▶ **Yazılı Alıştırma a**:
Aşağıdaki listeden "tree" dizesini içeren her satırı çekip çıkar.

▶ **Belge Alıntısı**:
• • • • • • •
24 Kasım 2008 Pazartesi

Bir Îman Önderi "AHMED YESEVÎ" Hazretleri





Ahmed Yesevî, her bakımdan Yusuf-u Hemedânî’nin tesiri altında kalmış, ilmi, fazlı ve takvâsıyla onu kendisine bir muktedâ bilmiştir. Şeyhi gibi şer’î esaslara, Nebevî Sünnete ve Hanefî fıkhına tam bir bağlılık göstermiştir. Arslan Baba’dan melâmet esaslarını, Yusuf Hemedânî’den zühd, takva, riyâzet, mücâhede ve zikir esaslarını alan Ahmed Yesevî’nin yetişmesinde, özellikle bu iki mübarek şahsiyet çok büyük yer tutar.


Ahmed Yesevî Hazretlerini 2006 Ağustos’unda sıcak bir yaz günü, yüzlerce Özbek, Kazak ve Türkmenlerle birlikte büyük bir huşû içinde kabrini ziyaret etmiştik. Huzurunda mânevî atmosferlerin en güzelini yaşadık. Kimdi Ahmed Yesevî, neden Kızıl Rusya onun Türbesini yıllarca kapalı tutmuş, içeri ziyaretçi almamış, medresesini kapatmış, mübârek emânetleri olan kitaplarını, eşyalarını ve özellikle de misafirlere şifa için çorba pişirilen “Koca Kazan”ı alıp götürmüştü? Neden Hacca gidemeyen Müslümanlar günlerce Şahı Nakşibend (ks), Abdülhâlık Gucduvânî (ks), Ahmed Yesevî ve benzeri Horasan Erenlerinin Türbelerine koşup, tel örgülerin, kilitli kapıların ardından da olsa dua edip, himmet istemişlerdi. Kızıl Rusya’yı kilitli Türbelerinde bile titreten bu Allah dostları kimlerdi acaba?
• • • • • • •
▶ **Alıştırma Malzemesi**:

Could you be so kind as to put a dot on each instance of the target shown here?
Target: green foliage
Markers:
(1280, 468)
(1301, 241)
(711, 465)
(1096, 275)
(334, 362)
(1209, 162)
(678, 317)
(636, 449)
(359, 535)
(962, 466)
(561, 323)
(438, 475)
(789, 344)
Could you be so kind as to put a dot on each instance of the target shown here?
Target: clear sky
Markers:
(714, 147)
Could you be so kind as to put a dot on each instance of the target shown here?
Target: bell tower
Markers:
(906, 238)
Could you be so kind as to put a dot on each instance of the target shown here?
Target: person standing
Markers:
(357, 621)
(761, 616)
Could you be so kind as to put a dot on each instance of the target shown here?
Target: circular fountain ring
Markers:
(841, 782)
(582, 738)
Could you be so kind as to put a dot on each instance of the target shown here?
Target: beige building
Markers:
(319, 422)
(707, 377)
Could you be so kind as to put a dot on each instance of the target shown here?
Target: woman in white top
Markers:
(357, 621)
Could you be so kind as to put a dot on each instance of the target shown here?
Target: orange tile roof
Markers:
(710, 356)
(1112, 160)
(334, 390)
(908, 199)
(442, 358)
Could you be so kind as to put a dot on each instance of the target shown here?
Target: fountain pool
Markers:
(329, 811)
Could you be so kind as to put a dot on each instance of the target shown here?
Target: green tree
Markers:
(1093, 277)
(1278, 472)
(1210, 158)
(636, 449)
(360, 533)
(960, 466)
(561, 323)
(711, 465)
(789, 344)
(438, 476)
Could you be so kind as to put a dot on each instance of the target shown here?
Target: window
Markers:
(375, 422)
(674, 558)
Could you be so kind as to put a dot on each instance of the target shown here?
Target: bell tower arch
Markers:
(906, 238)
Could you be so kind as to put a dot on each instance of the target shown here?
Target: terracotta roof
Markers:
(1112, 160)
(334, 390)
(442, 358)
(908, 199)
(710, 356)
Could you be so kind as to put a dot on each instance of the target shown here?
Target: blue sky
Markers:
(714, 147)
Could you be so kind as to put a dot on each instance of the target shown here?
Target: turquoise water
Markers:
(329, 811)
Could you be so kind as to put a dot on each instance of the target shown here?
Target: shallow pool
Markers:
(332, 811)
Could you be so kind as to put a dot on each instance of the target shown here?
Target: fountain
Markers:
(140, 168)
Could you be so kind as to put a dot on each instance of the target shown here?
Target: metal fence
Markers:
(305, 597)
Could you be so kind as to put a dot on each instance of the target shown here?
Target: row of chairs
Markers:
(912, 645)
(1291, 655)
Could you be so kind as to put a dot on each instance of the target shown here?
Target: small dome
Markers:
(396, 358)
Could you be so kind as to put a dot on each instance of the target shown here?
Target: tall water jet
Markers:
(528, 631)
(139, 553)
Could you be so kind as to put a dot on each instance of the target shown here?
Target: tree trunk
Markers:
• • • • • • •
▶ **Yazılı Alıştırma b**:
Yukarıdaki Ahmed Yesevî yazısına göre, Ahmed Yesevî'nin Yusuf Hemedânî'den aldığı esasların hepsini sırala.

▶ **Doğru Çıktı a**:
Target: green tree
Target: tree trunk

▶ **Doğru Çıktı b**:
- zühd
- takva
- riyâzet
- mücâhede
- zikir